Output the records below verbatim, from their first line through the line containing "x=467, y=246", both ends included.
>> Begin Data supplied
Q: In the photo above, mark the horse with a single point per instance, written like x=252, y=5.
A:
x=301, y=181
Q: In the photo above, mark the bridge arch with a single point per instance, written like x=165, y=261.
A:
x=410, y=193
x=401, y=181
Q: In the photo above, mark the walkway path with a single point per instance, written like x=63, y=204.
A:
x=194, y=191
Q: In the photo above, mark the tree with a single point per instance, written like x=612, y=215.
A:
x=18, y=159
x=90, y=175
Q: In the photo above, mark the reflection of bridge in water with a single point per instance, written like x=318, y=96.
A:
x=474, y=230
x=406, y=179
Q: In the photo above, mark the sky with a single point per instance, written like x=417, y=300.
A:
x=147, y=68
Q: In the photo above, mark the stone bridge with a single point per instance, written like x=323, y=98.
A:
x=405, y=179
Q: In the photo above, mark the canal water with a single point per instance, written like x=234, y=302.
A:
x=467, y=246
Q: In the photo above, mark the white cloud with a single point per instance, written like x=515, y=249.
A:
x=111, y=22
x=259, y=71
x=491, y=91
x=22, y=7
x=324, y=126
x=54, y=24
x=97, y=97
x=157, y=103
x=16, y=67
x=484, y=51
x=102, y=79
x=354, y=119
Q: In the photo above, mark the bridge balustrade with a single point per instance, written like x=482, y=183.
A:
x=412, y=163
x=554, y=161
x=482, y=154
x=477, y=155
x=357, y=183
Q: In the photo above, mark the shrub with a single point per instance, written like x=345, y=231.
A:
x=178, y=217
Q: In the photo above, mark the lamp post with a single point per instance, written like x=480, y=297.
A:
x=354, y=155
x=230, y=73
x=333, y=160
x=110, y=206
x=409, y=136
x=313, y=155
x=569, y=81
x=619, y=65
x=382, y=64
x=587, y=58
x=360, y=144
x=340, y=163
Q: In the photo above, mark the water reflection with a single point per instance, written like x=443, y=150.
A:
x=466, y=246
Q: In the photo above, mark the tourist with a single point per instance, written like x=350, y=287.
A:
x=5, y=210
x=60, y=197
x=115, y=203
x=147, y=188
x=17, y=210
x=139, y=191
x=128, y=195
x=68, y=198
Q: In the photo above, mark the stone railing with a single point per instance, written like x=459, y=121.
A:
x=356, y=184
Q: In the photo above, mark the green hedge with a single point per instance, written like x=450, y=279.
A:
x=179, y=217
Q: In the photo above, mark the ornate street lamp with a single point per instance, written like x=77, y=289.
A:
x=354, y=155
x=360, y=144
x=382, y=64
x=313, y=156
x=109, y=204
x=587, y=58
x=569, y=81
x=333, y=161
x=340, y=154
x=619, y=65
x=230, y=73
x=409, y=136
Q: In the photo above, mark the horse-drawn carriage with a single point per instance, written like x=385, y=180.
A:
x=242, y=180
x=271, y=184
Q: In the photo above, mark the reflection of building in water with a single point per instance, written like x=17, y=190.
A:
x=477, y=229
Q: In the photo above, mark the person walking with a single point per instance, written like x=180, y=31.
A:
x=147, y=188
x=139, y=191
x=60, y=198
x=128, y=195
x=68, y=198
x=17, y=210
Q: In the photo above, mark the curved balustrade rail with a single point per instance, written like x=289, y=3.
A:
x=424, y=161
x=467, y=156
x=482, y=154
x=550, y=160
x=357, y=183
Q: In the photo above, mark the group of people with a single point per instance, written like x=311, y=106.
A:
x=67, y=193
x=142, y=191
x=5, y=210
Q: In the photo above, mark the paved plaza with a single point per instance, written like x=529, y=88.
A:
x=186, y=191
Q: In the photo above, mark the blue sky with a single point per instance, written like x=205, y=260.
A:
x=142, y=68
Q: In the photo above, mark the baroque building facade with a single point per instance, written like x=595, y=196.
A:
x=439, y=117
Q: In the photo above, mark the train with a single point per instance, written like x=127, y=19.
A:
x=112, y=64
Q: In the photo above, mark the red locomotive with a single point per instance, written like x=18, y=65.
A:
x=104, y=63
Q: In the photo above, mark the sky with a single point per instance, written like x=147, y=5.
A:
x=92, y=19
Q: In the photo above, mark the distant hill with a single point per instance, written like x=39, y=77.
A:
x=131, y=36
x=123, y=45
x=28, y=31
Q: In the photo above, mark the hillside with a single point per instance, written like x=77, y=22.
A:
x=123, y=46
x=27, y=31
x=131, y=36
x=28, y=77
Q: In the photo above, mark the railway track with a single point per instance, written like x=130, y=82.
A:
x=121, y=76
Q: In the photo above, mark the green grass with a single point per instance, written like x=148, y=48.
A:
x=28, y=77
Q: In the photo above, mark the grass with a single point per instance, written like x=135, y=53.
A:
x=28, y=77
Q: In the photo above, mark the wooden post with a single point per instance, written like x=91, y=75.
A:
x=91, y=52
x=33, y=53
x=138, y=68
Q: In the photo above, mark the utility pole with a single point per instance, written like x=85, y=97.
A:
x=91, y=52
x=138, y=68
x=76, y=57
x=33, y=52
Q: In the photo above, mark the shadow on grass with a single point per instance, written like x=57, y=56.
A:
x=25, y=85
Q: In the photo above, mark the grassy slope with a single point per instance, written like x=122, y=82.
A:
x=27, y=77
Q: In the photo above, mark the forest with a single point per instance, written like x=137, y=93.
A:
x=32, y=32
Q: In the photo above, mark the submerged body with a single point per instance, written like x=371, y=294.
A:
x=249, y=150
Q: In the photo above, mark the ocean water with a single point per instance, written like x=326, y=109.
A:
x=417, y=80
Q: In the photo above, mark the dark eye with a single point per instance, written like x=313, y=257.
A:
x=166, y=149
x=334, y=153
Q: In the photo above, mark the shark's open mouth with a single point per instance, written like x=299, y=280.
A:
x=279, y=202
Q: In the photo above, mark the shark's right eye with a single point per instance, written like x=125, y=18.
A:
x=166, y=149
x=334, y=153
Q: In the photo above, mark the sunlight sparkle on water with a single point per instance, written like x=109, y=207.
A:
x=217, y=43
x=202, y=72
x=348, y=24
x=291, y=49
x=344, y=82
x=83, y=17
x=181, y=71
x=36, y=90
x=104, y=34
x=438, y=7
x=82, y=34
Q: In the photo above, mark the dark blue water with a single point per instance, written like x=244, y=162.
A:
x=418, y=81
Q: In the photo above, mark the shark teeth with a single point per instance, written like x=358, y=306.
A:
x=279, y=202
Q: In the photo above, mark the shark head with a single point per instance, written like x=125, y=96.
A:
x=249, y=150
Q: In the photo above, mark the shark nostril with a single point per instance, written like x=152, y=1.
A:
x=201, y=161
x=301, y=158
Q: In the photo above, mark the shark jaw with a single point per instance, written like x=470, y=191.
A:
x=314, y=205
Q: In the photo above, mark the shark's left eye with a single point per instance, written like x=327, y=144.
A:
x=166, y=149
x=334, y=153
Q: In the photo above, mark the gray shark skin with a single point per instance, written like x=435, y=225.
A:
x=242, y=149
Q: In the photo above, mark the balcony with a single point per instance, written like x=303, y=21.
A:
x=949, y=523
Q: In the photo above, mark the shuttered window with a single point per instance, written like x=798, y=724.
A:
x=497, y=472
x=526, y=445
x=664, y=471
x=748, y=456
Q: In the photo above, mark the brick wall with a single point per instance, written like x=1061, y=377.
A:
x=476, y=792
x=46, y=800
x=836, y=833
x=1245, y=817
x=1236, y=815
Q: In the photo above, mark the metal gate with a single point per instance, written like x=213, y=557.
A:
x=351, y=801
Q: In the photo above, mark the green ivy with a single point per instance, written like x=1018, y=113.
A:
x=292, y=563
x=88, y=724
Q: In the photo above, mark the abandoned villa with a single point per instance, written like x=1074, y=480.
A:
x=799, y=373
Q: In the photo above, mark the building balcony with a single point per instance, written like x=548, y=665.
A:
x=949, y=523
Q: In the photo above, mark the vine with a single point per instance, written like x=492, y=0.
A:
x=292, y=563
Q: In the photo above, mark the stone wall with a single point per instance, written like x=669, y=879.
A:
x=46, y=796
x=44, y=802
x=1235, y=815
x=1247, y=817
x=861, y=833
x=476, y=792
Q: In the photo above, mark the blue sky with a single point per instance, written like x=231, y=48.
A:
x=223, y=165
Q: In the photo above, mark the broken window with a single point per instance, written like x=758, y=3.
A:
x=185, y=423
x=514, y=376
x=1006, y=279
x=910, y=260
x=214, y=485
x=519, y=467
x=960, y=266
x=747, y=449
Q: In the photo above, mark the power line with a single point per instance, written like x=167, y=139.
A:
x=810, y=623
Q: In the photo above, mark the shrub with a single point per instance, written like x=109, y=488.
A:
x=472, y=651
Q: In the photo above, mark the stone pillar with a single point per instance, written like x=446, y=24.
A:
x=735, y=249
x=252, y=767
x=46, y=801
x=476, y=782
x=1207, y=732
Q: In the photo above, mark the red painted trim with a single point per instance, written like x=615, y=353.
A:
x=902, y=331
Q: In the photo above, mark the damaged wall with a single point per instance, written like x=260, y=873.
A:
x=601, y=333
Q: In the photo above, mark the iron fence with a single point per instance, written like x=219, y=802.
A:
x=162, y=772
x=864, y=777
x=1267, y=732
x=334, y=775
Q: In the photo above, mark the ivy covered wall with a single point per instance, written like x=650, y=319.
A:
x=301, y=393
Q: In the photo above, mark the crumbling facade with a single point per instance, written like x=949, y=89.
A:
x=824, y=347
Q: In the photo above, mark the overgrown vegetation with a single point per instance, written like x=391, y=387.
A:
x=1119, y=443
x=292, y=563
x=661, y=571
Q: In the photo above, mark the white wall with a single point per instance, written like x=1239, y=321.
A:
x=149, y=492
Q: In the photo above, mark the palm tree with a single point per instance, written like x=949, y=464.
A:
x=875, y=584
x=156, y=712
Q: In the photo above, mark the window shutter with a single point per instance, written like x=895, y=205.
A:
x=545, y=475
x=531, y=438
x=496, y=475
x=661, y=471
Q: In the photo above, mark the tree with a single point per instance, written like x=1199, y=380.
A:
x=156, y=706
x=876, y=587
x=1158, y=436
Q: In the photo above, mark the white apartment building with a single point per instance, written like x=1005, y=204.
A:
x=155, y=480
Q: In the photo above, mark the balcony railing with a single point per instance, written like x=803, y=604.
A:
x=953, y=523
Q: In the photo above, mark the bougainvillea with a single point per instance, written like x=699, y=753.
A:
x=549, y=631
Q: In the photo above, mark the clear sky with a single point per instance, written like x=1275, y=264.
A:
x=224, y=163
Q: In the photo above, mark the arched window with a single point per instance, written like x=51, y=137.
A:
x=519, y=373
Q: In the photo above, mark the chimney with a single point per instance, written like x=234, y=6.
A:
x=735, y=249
>> End Data supplied
Reply ▸
Q: In the photo above, mark the horse with a single point per instance, written like x=252, y=5.
A:
x=301, y=181
Q: In the photo above, mark the bridge arch with a single point per instance, written like x=165, y=261.
A:
x=410, y=193
x=401, y=181
Q: In the photo above, mark the walkway path with a single point per instance, written like x=63, y=204.
A:
x=194, y=191
Q: In the photo above, mark the tree with a single point per instance, written like x=612, y=215.
A:
x=18, y=159
x=90, y=175
Q: In the photo above, mark the reflection of bridge in water with a single point per instance, written like x=318, y=96.
A:
x=474, y=230
x=406, y=179
Q: In the photo above, mark the sky with a single point per instance, written like x=417, y=300.
A:
x=147, y=68
Q: In the photo above, mark the stone bridge with a single point per instance, written like x=323, y=98.
A:
x=405, y=179
Q: In the photo above, mark the canal water with a single point per instance, written like x=234, y=302.
A:
x=467, y=246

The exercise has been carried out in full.